- Task item -
Continue the passage on NNSA plutonium pit production from its final bullet point.

Echoing von Hippel (or vice versa; not sure who testified first), Mello explained that the Department of Energy’s science advisory group, known as JASON,
. . . reviewed research done at LANL and Livermore on pit life. JASON concurred with these labs that most U.S. pits would last for a century or more. There are also extra pits for almost every kind of warhead, thousands in all, and these reserves [as von Hippel also mentioned] are growing as warheads are dismantled. . . . Production of new plutonium pits is not necessary to maintain a very large, diverse, powerful nuclear weapons stockpile for several decades to come.
Besides which, it seems the NNSA may have bitten off more than it can chew. I’ll break down the relevant paragraph of the LASG newsletter into bullet points. The NNSA is attempting to create
- existing and planned new programs in the building, including new pit production and industrial-scale production of plutonium dioxide for mixed-oxide (MOX) reactor fuel
- the production of additional kinds of plutonium pits and in much larger numbers than before
- while also trying to fix the building in fundamental ways
- while also undertaking a giant construction project immediately adjacent to the facility
- not to mention several “smaller” projects (in the $50-$300 million range) that NNSA hopes to start nearby as well.

- Available data -
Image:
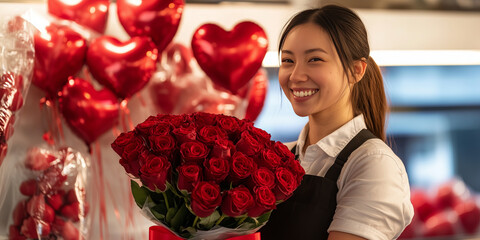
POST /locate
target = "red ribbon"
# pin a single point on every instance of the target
(161, 233)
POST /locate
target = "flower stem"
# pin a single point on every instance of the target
(220, 219)
(195, 221)
(166, 200)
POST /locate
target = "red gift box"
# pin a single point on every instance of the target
(161, 233)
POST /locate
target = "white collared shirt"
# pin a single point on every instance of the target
(373, 199)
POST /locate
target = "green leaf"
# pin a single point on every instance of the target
(208, 222)
(179, 217)
(170, 214)
(263, 218)
(140, 194)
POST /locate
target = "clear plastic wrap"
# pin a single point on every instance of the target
(52, 203)
(16, 66)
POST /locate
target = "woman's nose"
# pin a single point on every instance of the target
(298, 73)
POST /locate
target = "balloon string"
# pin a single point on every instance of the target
(103, 224)
(125, 115)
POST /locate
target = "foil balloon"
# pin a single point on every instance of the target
(89, 13)
(257, 95)
(88, 112)
(123, 67)
(230, 58)
(59, 54)
(158, 19)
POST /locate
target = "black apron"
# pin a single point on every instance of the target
(307, 214)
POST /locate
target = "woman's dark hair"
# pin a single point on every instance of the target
(349, 36)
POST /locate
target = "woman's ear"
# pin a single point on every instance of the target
(359, 67)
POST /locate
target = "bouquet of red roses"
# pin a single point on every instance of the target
(205, 175)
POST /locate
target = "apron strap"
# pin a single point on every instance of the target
(334, 171)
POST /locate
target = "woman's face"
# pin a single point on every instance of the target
(311, 73)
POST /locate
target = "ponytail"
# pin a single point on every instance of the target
(368, 98)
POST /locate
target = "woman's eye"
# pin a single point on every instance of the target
(315, 59)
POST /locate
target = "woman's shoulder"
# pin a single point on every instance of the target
(290, 145)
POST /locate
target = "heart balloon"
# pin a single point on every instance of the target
(123, 67)
(89, 13)
(158, 19)
(257, 95)
(88, 112)
(230, 58)
(59, 54)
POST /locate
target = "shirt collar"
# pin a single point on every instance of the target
(337, 140)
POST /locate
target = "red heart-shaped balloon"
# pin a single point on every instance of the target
(158, 19)
(59, 54)
(257, 95)
(88, 13)
(230, 58)
(88, 112)
(123, 67)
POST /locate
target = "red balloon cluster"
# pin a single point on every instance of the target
(451, 210)
(182, 91)
(52, 207)
(231, 59)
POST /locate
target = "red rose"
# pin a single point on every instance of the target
(188, 176)
(297, 170)
(216, 169)
(222, 148)
(237, 201)
(185, 134)
(154, 172)
(269, 159)
(248, 144)
(206, 198)
(209, 134)
(193, 151)
(282, 151)
(286, 184)
(264, 201)
(128, 145)
(121, 142)
(229, 124)
(32, 228)
(262, 177)
(162, 144)
(242, 166)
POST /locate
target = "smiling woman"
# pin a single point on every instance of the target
(327, 74)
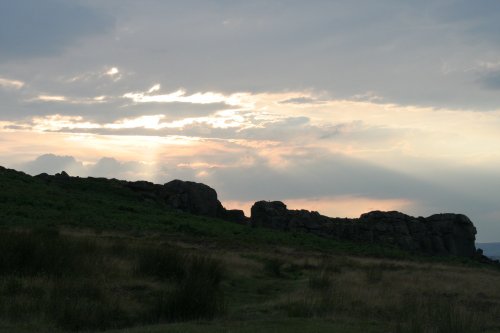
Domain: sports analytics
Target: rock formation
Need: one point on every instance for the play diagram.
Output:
(190, 197)
(440, 234)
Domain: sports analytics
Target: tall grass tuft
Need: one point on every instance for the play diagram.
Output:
(196, 296)
(41, 252)
(440, 316)
(161, 262)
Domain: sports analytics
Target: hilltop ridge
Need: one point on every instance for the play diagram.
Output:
(440, 234)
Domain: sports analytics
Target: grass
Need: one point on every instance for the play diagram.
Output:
(90, 256)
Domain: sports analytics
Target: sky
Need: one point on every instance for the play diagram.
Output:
(337, 106)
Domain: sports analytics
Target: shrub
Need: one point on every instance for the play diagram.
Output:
(273, 267)
(161, 262)
(196, 296)
(41, 252)
(83, 305)
(440, 316)
(374, 274)
(320, 282)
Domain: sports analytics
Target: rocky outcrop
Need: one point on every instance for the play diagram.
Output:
(440, 234)
(191, 197)
(186, 196)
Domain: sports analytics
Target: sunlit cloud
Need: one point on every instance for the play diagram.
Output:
(70, 100)
(341, 206)
(11, 84)
(112, 71)
(51, 98)
(181, 96)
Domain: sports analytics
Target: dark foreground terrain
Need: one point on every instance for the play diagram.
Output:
(90, 255)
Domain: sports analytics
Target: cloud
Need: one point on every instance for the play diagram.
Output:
(490, 79)
(300, 100)
(50, 163)
(11, 84)
(32, 28)
(180, 96)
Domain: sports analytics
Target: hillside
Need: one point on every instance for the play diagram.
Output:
(491, 250)
(90, 254)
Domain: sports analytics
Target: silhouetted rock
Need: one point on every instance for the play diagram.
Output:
(440, 234)
(192, 197)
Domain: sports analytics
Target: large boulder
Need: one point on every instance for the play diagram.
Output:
(440, 234)
(195, 198)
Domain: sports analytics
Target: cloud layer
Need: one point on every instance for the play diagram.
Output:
(331, 104)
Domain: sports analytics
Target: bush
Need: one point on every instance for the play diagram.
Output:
(196, 296)
(83, 305)
(320, 282)
(41, 252)
(273, 267)
(161, 262)
(440, 316)
(374, 274)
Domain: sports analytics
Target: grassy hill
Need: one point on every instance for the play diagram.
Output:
(491, 250)
(90, 255)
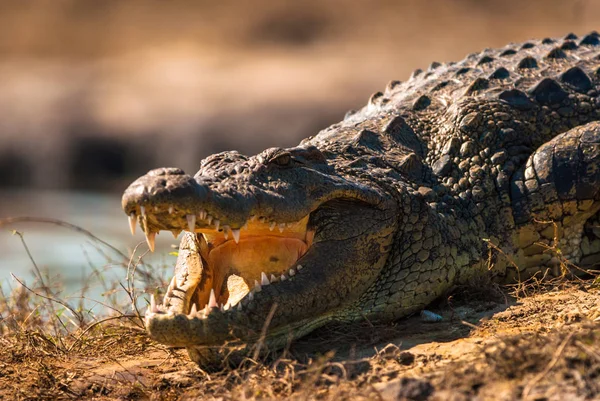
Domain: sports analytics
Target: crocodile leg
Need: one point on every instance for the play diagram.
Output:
(554, 195)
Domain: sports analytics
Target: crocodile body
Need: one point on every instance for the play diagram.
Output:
(490, 161)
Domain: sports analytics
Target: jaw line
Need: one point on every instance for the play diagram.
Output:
(291, 241)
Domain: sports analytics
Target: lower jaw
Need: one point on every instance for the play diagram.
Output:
(233, 270)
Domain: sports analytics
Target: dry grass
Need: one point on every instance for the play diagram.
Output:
(540, 342)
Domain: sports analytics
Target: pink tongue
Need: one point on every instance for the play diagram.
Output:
(252, 256)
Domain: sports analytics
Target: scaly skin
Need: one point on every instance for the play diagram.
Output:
(403, 198)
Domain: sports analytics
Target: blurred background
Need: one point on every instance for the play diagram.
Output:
(95, 93)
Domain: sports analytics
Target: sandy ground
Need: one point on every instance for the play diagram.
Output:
(542, 346)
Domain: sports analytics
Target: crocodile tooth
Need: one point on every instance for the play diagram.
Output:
(236, 235)
(191, 218)
(264, 280)
(132, 223)
(212, 300)
(153, 307)
(150, 239)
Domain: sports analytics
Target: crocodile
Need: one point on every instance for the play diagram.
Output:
(489, 165)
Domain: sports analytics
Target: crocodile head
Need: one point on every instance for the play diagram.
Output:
(283, 239)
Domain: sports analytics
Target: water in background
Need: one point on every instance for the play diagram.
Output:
(71, 258)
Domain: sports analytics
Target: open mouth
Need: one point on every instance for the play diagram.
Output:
(235, 263)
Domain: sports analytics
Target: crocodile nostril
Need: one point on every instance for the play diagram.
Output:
(166, 171)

- Exercise result -
In the lawsuit, LASG contended that the project should not proceed without a valid, new environmental impact statement (EIS) to address seismic risks that creation of the facility at Los Alamos might incur. Apparently, the area is at risk of earthquakes as large as those that rocked Japan. Worse, the site rests on loose volcanic ash especially susceptible to shifting should an earthquake occur, which can result in fire and the release of radiation.
An EIS hasn’t been worked up for the facility since 2003 and LASG believes that simply revising it in the form of a supplemental environmental impact statement (SEIS) is woefully inadequate in light of how much plans for the facility have expanded. Unfortunately, the judge didn’t agree and dismissed the lawsuit. From LASG’s latest newsletter:
Judge Herrera’s opinion rested heavily on the [SEIS] now underway, stating that this process itself, which began only after the Study Group’s litigation was filed, and its “public participation” component in particular were sufficient for the court to stay its hand — and dismiss the lawsuit. The judge did not rule on the Study Group’s motion to enjoin the project. [LASG] has been urging members of the public to stay away from the SEIS hearings, which it regards as illegitimate.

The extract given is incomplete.